## THE PROBLEM
Copy out each of the records below line for line, without changing a character.

::::::::

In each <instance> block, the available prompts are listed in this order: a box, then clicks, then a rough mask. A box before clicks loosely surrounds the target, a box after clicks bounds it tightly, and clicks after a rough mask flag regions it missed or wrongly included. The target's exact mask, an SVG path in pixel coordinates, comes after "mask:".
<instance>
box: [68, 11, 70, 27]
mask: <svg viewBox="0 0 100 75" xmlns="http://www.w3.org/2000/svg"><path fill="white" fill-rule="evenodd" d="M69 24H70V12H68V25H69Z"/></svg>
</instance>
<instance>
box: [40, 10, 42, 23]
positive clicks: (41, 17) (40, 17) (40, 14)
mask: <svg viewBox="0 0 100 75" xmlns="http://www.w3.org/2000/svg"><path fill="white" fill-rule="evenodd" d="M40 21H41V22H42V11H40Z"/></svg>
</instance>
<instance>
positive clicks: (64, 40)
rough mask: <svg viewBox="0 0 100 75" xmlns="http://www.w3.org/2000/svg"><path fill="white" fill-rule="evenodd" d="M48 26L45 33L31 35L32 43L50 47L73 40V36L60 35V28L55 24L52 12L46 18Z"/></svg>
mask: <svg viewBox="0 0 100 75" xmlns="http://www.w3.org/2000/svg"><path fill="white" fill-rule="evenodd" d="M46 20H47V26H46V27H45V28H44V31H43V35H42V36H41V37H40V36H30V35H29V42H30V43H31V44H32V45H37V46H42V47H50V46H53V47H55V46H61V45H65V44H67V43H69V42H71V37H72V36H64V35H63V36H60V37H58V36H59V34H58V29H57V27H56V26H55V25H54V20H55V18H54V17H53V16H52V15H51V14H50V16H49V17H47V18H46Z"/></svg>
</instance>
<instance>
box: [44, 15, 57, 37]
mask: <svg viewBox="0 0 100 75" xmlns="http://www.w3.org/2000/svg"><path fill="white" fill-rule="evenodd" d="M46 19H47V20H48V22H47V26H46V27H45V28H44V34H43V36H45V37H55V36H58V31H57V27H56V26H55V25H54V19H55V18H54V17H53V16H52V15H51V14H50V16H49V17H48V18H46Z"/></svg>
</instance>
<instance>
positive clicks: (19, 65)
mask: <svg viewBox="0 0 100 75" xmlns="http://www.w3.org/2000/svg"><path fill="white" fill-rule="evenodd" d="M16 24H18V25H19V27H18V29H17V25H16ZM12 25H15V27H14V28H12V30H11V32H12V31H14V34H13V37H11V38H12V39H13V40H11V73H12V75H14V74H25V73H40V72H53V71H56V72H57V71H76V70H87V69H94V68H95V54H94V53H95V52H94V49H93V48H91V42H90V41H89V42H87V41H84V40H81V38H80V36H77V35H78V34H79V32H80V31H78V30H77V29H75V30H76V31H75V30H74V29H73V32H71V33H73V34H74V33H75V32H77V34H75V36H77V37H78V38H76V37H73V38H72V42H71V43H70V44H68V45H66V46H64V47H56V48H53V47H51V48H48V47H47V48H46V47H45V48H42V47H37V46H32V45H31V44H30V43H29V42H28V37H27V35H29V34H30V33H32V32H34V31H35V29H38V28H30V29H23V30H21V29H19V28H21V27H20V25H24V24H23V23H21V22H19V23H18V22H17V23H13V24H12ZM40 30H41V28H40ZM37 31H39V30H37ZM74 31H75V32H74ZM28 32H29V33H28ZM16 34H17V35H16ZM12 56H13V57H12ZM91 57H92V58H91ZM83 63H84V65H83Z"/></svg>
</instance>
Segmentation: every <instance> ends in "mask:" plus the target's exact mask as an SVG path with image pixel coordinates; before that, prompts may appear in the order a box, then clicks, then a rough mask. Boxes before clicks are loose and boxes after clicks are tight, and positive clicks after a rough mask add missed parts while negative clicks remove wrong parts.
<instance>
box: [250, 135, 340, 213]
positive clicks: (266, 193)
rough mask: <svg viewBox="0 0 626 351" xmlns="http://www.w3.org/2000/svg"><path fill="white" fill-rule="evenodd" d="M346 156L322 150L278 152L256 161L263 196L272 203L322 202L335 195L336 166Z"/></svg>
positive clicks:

::::::::

## COMPLETED TASK
In each <instance> block, the available prompts are listed in this order: a box, then clicks, then a rough mask. A box before clicks loosely surrounds the target, a box after clicks bounds it tightly, and clicks after a rough mask flag regions it missed or wrongly included. The target's exact mask, an SVG path in pixel coordinates, comes after "mask:".
<instance>
box: [68, 11, 70, 27]
mask: <svg viewBox="0 0 100 75" xmlns="http://www.w3.org/2000/svg"><path fill="white" fill-rule="evenodd" d="M69 24H70V12H68V25H69Z"/></svg>
</instance>
<instance>
box: [40, 10, 42, 23]
positive clicks: (41, 17) (40, 17) (40, 14)
mask: <svg viewBox="0 0 100 75" xmlns="http://www.w3.org/2000/svg"><path fill="white" fill-rule="evenodd" d="M40 21H41V22H42V11H40Z"/></svg>
</instance>
<instance>
positive clicks: (64, 40)
rough mask: <svg viewBox="0 0 100 75" xmlns="http://www.w3.org/2000/svg"><path fill="white" fill-rule="evenodd" d="M48 26L45 33L31 35L32 43L50 47L73 40V36L60 35V28L55 24L52 12L46 18Z"/></svg>
mask: <svg viewBox="0 0 100 75" xmlns="http://www.w3.org/2000/svg"><path fill="white" fill-rule="evenodd" d="M46 20H47V26H46V27H45V28H44V31H43V35H42V36H41V37H40V36H30V35H29V42H30V43H31V44H32V45H37V46H42V47H50V46H53V47H55V46H61V45H65V44H67V43H69V42H71V37H72V36H64V35H63V36H60V37H58V36H59V34H58V29H57V27H56V26H55V25H54V20H55V18H54V17H53V16H52V15H51V14H50V16H49V17H47V18H46Z"/></svg>
</instance>
<instance>
box: [44, 15, 57, 37]
mask: <svg viewBox="0 0 100 75" xmlns="http://www.w3.org/2000/svg"><path fill="white" fill-rule="evenodd" d="M46 19H47V20H48V22H47V26H46V27H45V28H44V34H43V36H45V37H55V36H58V31H57V27H56V26H55V25H54V19H55V18H54V17H53V16H52V15H51V14H50V16H49V17H48V18H46Z"/></svg>
</instance>
<instance>
positive clicks: (19, 65)
mask: <svg viewBox="0 0 100 75" xmlns="http://www.w3.org/2000/svg"><path fill="white" fill-rule="evenodd" d="M16 24H18V25H19V27H18V29H17V25H16ZM12 25H15V27H14V28H12V30H11V32H12V31H14V34H13V37H11V38H12V39H13V40H11V73H12V75H14V74H25V73H40V72H53V71H56V72H57V71H76V70H87V69H94V68H95V54H94V53H95V52H94V49H93V48H91V42H90V41H89V42H87V41H84V40H81V38H80V36H77V35H78V34H79V32H80V31H78V30H77V29H75V30H76V31H75V30H74V29H73V32H71V33H73V34H74V33H75V32H77V34H75V36H77V37H78V38H76V37H73V38H72V42H71V43H70V44H68V45H66V46H64V47H56V48H53V47H51V48H48V47H47V48H46V47H45V48H42V47H37V46H32V45H31V44H30V43H29V42H28V37H27V35H29V34H30V33H32V32H34V31H35V29H38V28H30V29H23V30H21V29H19V28H21V27H20V25H24V24H23V23H21V22H19V23H18V22H17V23H13V24H12ZM40 30H41V28H40ZM37 31H39V30H37ZM74 31H75V32H74ZM28 32H29V33H28ZM16 34H17V35H16ZM12 56H13V57H12ZM91 57H92V58H91ZM83 63H84V65H83Z"/></svg>
</instance>
Segmentation: every <instance> ends in "mask:" plus the target's exact mask as an SVG path with image pixel coordinates; before that, prompts may appear in the order a box, then clicks, then a rough mask. Boxes before clicks are loose and boxes after clicks are tight, and positive clicks after a rough mask add missed parts while negative clicks remove wrong parts.
<instance>
box: [250, 135, 340, 213]
positive clicks: (266, 193)
rough mask: <svg viewBox="0 0 626 351" xmlns="http://www.w3.org/2000/svg"><path fill="white" fill-rule="evenodd" d="M346 156L322 150L278 152L256 161L263 196L272 203L322 202L335 195L336 166Z"/></svg>
positive clicks:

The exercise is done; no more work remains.